Ah, I see what you mean. Thanks for explaining.

So, if I understand correctly, your threat model is that you want to
prevent an attacker who obtains the traffic keys from injecting
new traffic during the plausible lifetime of the connection
(once close_notify has been exchanged, the traffic keys are
useless).

Whether this is possible or not with a given AEAD transform seems
to depend on the transform. FWIW, in the specific case of HMAC,
because the key \xor pad fills an entire digest block, you might imagine
storing the state of the outer compression function after the first block
in the hardware module. I am not aware of any analysis that shows
that this is safe and it very likely is not as strong as having the
entire HMAC key in the module, but it might (or might not) be better
than nothing.

# [EXTRACTED RECORDS]
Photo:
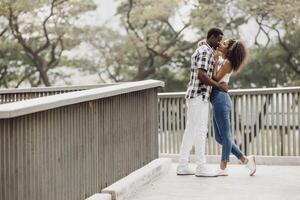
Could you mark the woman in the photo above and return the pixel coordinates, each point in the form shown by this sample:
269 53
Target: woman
230 57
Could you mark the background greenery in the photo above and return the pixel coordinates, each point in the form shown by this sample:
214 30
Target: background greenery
36 34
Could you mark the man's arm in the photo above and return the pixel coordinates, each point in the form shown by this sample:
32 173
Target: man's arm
208 81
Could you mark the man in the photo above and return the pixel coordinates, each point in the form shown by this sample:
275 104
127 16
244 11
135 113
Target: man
197 100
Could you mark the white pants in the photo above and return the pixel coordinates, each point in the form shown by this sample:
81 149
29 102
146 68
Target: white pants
196 130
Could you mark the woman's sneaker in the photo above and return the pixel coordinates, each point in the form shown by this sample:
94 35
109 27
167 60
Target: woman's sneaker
251 165
205 171
184 169
223 172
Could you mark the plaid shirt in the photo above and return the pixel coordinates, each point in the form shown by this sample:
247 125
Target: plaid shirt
201 59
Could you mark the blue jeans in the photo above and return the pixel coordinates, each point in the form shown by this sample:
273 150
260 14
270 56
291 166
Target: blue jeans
221 110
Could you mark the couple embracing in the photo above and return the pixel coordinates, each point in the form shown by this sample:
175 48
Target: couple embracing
212 64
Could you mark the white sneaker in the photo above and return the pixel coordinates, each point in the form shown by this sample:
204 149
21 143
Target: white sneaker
251 165
223 172
205 171
184 169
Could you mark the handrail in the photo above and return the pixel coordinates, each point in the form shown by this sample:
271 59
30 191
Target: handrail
235 92
55 88
20 108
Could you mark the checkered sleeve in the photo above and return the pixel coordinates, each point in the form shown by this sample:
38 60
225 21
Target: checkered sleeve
202 59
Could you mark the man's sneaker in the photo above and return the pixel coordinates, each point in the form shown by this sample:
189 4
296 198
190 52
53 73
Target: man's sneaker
251 165
223 172
184 169
205 171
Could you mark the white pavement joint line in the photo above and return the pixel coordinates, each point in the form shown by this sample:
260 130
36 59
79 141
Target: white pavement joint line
121 189
260 160
99 196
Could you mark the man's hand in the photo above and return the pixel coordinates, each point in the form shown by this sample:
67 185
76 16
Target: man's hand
223 87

# [WHAT THIS EXERCISE ASKS]
A) Answer these questions from the message on traffic keys:
(i) According to the message, at what point do the traffic keys become useless?
(ii) In the specific case of HMAC, what fills an entire digest block?
(iii) Where might one imagine storing the state of the outer compression function after the first block?
B) Repeat the passage of the message on traffic keys between "Whether this is" and "than nothing.", inclusive.

# [ANSWERS PROVIDED]
A)
(i) Once close_notify has been exchanged.
(ii) The key \xor pad.
(iii) In the hardware module.

B)
Whether this is possible or not with a given AEAD transform seems
to depend on the transform. FWIW, in the specific case of HMAC,
because the key \xor pad fills an entire digest block, you might imagine
storing the state of the outer compression function after the first block
in the hardware module. I am not aware of any analysis that shows
that this is safe and it very likely is not as strong as having the
entire HMAC key in the module, but it might (or might not) be better
than nothing.